Given text:
Temporal Difference MPC

Updated 2 January 2026

Temporal Difference Model Predictive Control (TD-MPC) is a model-based reinforcement learning approach that fuses latent trajectory optimization with off-policy TD learning for robust continuous control.
It leverages a learned world model with state encoding, latent dynamics, reward prediction, and value estimation to achieve high sample efficiency and stability in complex domains.
Recent extensions incorporate multitask learning, uncertainty-aware planning, offline RL, and imitation learning, significantly enhancing performance in high-dimensional and stochastic settings.

Temporal Difference Model Predictive Control (TD-MPC) is a model-based reinforcement learning (MBRL) algorithm characterized by the integration of local trajectory optimization in the latent space of a learned world model with off-policy value function learning via temporal-difference (TD) updates. TD-MPC and its variants achieve high sample efficiency, stability, and strong asymptotic performance in continuous control and high-dimensional robotic domains by unifying planning, learning, and representation in a cohesive framework. The approach has subsequently inspired extensions to massive multitask setups, offline RL, imitation learning, and robust uncertainty-aware systems (Hansen et al., 2022, Hansen et al., 2023, Lin et al., 5 Feb 2025, Nguyen et al., 12 Jun 2025, Chitnis et al., 2023, Hassan et al., 2024, Matthies et al., 2023).

Problems to solve:
1. Decide whether each statement below agrees with the text on Temporal Difference MPC, answering yes or no and quoting the words of the text that settle it. (a) TD-MPC carries out trajectory optimization in the latent space of a learned world model. (b) TD-MPC learns its value function on-policy. (c) The learned world model includes reward prediction.
2. Extend the text on Temporal Difference MPC with a further paragraph that picks up right after its final sentence.

Supplied information:

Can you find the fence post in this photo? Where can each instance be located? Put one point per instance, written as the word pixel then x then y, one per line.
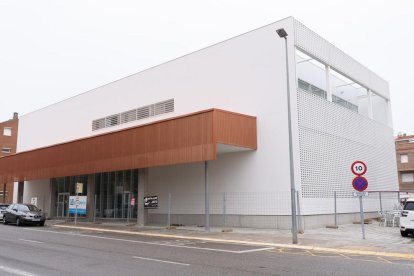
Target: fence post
pixel 380 202
pixel 336 214
pixel 94 209
pixel 169 211
pixel 399 199
pixel 129 207
pixel 224 210
pixel 299 214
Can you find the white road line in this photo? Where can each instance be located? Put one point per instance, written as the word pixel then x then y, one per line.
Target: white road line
pixel 15 271
pixel 151 243
pixel 161 261
pixel 30 241
pixel 255 250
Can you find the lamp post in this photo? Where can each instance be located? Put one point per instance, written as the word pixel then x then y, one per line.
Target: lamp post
pixel 283 34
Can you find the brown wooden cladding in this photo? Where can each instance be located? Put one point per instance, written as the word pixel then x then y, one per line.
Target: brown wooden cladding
pixel 190 138
pixel 235 129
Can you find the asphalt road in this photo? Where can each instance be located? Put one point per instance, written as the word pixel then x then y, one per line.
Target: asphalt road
pixel 55 251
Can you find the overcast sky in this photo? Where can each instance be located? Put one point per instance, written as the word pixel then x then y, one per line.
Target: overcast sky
pixel 52 50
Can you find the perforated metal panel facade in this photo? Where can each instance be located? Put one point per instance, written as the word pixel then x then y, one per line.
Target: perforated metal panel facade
pixel 313 44
pixel 331 137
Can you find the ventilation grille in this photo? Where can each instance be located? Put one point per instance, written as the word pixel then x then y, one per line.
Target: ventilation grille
pixel 134 115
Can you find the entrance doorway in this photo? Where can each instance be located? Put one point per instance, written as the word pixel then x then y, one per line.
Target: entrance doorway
pixel 63 205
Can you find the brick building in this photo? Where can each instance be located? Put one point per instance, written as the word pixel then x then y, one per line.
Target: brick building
pixel 8 142
pixel 404 146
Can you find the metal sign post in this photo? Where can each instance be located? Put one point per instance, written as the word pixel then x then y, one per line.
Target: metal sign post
pixel 361 208
pixel 76 209
pixel 360 184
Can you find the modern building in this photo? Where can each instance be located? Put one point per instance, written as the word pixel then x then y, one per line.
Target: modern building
pixel 8 143
pixel 404 146
pixel 207 137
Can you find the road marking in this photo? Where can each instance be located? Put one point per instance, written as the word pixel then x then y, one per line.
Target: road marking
pixel 161 261
pixel 159 243
pixel 30 241
pixel 279 245
pixel 15 271
pixel 255 250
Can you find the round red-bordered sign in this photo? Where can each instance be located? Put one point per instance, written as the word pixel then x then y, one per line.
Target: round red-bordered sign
pixel 360 183
pixel 359 168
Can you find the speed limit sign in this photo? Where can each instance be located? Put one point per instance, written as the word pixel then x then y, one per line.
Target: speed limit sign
pixel 359 168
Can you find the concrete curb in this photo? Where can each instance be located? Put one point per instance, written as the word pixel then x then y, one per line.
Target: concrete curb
pixel 278 245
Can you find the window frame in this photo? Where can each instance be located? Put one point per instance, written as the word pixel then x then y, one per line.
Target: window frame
pixel 5 133
pixel 403 158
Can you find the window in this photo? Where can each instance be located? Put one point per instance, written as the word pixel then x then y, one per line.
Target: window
pixel 407 177
pixel 6 150
pixel 7 131
pixel 409 206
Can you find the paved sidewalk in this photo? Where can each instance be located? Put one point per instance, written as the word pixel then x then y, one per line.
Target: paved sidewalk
pixel 346 237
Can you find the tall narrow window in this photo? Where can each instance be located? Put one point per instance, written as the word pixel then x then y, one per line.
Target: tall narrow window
pixel 7 131
pixel 407 177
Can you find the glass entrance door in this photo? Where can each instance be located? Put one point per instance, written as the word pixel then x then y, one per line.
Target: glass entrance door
pixel 63 205
pixel 126 201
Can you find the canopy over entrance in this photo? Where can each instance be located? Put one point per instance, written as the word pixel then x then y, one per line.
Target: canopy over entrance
pixel 190 138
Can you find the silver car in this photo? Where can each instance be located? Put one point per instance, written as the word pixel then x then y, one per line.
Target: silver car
pixel 3 208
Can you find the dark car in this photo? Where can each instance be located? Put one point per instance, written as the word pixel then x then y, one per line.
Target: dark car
pixel 24 214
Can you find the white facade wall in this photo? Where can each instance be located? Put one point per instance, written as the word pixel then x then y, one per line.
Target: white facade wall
pixel 245 74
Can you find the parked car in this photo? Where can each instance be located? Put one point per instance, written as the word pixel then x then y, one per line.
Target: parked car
pixel 21 214
pixel 407 218
pixel 3 208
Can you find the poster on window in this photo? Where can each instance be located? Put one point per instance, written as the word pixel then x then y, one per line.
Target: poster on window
pixel 77 202
pixel 151 202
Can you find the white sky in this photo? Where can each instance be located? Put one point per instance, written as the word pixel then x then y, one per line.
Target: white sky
pixel 52 50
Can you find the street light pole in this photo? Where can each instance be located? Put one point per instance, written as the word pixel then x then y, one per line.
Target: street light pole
pixel 283 34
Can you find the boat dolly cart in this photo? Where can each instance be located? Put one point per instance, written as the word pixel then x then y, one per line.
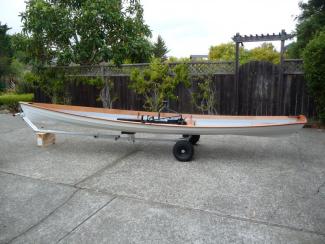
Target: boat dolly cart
pixel 183 150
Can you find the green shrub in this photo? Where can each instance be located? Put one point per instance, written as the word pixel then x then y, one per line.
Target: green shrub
pixel 10 100
pixel 314 67
pixel 156 84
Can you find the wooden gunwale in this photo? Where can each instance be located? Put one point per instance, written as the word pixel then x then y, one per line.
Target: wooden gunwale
pixel 301 119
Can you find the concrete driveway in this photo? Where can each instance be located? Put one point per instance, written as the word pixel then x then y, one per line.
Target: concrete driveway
pixel 236 190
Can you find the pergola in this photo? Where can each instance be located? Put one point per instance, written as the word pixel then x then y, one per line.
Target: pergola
pixel 238 39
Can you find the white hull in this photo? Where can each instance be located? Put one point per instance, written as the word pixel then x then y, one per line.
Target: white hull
pixel 38 114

Task-by-task answers:
1.
(a) Yes: "integration of local trajectory optimization in the latent space of a learned world model"
(b) No: "off-policy value function learning via temporal-difference (TD) updates"
(c) Yes: "a learned world model with state encoding, latent dynamics, reward prediction, and value estimation"

2.
1. Core Principles and Model Architecture

TD-MPC centralizes four components in a learned latent space:

State encoder $h_\theta$ : maps observation $s_t$ to latent $z_t$
Latent dynamics $d_\theta$ : models $z_{t+1}=d_\theta(z_t,a_t)$
Reward predictor $R_\theta$ : $R_\theta(z_t,a_t)\rightarrow\hat r_t$
Value (Q-) function $Q_\theta$ : $Q_\theta(z_t,a_t)\rightarrow\hat q_t$

The approach eschews explicit reconstruction of states in favor of a compact, task-centric representation. A deterministic policy $\pi_\theta$ (used as a proposal or for regularization) and a slowly updated target network $\theta^-$ are maintained for TD learning stability. Architecturally, all modules are parameterized as MLPs or convolutional networks (for image input). In some variants, self-supervised decoders augment the architecture with a reconstruction loss for increased representation robustness (Matthies et al., 2023).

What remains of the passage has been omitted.